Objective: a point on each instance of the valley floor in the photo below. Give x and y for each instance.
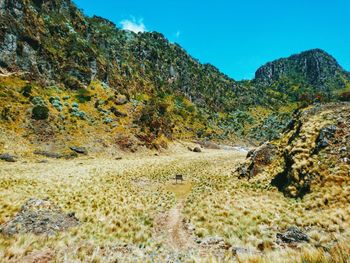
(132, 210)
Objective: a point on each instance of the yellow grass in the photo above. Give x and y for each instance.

· · · · ·

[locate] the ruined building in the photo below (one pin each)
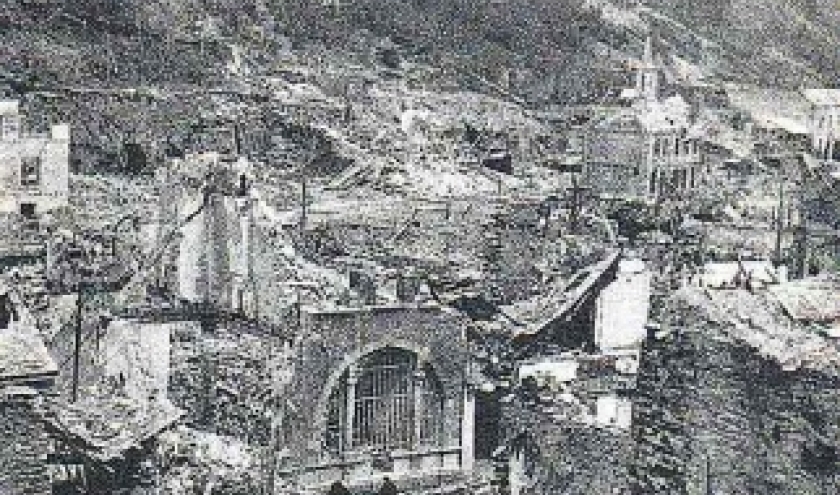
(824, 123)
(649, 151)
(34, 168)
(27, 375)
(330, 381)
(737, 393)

· · · · ·

◆ What the task asks
Pick out every line of the material above that contains the word "Give".

◆ Finished answer
Objective: a point on each instance of the valley floor in the photo below. Give x and y for each instance.
Objective: a point on each instance of the yellow grass in the photo above. Give x and y for each instance.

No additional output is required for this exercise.